Tarea indicada 1 — Copia literalmente los registros, desde la línea que contiene "If you could identify the gabled" hasta el final de los registros, ambos extremos incluidos.

Texto proporcionado —
+--

Aun cuando se considere que el deseo de tener relaciones sexuales con otra persona que no sea nuestra pareja es bastante común, conviene no caer en el determinismo. Al fin y al cabo, una de nuestras particularidades como especie es que somos capaces de tomar decisiones y de dominar nuestros deseos. Actuamos de acuerdo a códigos sociales, criterios morales, rituales, estilos educacionales, inhibiciones personales y castigos sociales. Es decir, aunque la tentación esté ahí, existen muchas razones para evitar caer en ella.

Sea por los motivos que sea, la infidelidad supone la pérdida de inocencia con respecto al amor y, consecuentemente, una herida en la relación. Difícilmente se puede catalogar la infidelidad como un acto inofensivo. La traición responde a una motivación e intención, no se trata de un desliz o un lapsus. Se trata de la forma más rápida y eficaz de erosionar los sentimientos que compartimos con una pareja. Asimismo, constituye la ruptura de la norma oficial, que no es otra que la creencia de que el amor, la felicidad y el cuidado dependen de una monogamia de por vida o de una monogamia en cada relación.

Todos anhelemos un final feliz con nuestra pareja, pero quizá se trate de un deseo poco realista si consultamos la evidencia científica sobre cómo nuestro cerebro vive el enamoramiento. La fascinación y euforia por nuestra pareja no es para siempre. Disney, las películas románticas, el horóscopo y los consejos de las revistas femeninas nunca confiesan que el cóctel químico del amor tiene fecha de caducidad. El deseo es aplacado por la familiaridad, la presencia cautivadora de los primeros meses se transforma en amistad y ese entusiasmo inicial se diluye en conversaciones superfluas sobre la convivencia y la vida cotidiana.

+--

Registros de entrada —
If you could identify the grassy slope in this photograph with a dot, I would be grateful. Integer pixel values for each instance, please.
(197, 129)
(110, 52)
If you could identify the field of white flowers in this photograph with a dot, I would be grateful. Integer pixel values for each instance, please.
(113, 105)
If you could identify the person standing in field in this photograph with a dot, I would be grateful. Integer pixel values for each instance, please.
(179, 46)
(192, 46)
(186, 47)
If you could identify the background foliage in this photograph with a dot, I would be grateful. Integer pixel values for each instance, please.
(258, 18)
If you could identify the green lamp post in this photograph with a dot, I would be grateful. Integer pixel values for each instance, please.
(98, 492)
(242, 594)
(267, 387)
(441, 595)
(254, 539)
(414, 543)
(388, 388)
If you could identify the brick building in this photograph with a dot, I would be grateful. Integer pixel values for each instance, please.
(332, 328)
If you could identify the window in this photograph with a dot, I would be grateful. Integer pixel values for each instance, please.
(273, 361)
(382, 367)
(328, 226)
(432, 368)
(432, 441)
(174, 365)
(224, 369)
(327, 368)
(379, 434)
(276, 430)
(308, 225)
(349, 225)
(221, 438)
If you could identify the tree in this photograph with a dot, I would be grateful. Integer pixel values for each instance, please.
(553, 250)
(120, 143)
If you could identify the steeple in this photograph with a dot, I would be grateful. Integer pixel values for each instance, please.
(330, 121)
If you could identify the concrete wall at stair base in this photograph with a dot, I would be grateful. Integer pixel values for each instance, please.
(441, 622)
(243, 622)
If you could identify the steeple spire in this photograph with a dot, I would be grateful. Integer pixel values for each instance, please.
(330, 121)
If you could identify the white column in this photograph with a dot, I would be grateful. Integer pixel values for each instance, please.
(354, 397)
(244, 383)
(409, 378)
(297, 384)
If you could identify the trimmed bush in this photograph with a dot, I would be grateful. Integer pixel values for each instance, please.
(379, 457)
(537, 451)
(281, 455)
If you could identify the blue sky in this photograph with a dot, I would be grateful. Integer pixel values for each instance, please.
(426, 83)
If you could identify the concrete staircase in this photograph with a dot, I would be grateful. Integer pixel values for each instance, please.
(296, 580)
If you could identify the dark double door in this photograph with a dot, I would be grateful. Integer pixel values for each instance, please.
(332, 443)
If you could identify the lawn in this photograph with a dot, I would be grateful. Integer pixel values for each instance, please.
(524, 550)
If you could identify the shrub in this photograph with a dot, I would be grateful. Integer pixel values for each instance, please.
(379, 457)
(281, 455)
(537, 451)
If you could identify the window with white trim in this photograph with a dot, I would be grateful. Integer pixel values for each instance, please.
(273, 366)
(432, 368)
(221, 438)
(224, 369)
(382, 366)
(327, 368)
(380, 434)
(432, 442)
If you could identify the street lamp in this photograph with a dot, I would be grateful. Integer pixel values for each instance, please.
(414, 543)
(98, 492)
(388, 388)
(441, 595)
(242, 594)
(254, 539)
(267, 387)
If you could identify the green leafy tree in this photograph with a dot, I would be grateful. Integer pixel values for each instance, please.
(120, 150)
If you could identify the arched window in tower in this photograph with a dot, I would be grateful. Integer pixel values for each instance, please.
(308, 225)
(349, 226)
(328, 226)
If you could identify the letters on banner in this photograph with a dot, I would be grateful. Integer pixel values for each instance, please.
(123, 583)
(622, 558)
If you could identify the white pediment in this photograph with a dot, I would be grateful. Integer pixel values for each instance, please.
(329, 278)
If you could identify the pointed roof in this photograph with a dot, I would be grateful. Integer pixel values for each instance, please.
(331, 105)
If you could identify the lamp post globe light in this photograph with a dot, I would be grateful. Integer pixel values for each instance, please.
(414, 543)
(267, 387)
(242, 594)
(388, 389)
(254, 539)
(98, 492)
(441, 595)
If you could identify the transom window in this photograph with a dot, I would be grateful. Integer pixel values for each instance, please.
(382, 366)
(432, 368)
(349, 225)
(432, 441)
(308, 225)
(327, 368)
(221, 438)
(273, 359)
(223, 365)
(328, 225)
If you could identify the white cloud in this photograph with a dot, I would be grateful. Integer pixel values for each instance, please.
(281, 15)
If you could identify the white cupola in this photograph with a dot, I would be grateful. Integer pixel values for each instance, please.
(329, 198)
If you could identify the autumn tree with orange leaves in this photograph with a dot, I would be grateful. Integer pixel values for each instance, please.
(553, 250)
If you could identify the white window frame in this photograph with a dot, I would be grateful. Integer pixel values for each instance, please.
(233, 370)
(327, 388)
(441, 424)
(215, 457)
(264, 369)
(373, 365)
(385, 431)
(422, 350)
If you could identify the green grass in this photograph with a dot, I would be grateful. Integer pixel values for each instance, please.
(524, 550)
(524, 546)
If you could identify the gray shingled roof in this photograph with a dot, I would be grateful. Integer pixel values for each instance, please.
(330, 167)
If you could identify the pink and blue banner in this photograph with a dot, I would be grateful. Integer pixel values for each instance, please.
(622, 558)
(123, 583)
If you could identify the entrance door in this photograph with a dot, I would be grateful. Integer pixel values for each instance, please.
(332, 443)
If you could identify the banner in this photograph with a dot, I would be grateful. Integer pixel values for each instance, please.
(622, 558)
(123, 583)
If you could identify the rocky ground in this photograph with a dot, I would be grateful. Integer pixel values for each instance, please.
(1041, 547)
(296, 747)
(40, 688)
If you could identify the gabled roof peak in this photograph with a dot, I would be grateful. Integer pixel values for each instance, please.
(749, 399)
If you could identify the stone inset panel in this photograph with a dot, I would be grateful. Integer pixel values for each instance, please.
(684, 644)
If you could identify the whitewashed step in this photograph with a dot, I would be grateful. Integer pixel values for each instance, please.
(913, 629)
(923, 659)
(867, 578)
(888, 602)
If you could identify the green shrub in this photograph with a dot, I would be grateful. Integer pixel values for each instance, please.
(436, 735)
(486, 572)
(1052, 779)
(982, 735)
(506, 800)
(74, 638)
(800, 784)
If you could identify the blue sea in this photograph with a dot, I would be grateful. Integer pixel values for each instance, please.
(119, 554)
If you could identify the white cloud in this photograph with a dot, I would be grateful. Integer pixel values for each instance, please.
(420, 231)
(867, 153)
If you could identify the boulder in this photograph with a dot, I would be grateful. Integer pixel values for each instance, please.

+--

Tarea indicada 2 —
Responde a partir del texto sobre la infidelidad:
(a) ¿De qué dos cosas somos capaces como especie?
(b) ¿Qué dos cosas no es la traición?
(c) ¿En qué se transforma la presencia cautivadora de los primeros meses?

Respuesta completa 1 —
If you could identify the gabled roof peak in this photograph with a dot, I would be grateful. Integer pixel values for each instance, please.
(749, 399)
If you could identify the stone inset panel in this photograph with a dot, I would be grateful. Integer pixel values for each instance, please.
(684, 644)
If you could identify the whitewashed step in this photograph with a dot, I would be grateful. Integer pixel values for each instance, please.
(913, 629)
(923, 659)
(867, 578)
(888, 602)
If you could identify the green shrub in this photograph with a dot, I would be grateful. Integer pixel values for each instance, please.
(436, 735)
(486, 572)
(1052, 779)
(982, 735)
(506, 800)
(74, 638)
(800, 784)
If you could identify the blue sea in this photograph with a dot, I would be grateful. Integer pixel values for each instance, please.
(119, 554)
If you could identify the white cloud in this photograph with a dot, I would be grateful. Integer pixel values for each instance, please.
(420, 231)
(867, 153)
If you could identify the boulder in this photograph with a dot, I would be grateful. Integer pixel values for each instance, please.

Respuesta completa 2 —
(a) De tomar decisiones y de dominar nuestros deseos.
(b) Un desliz o un lapsus.
(c) En amistad.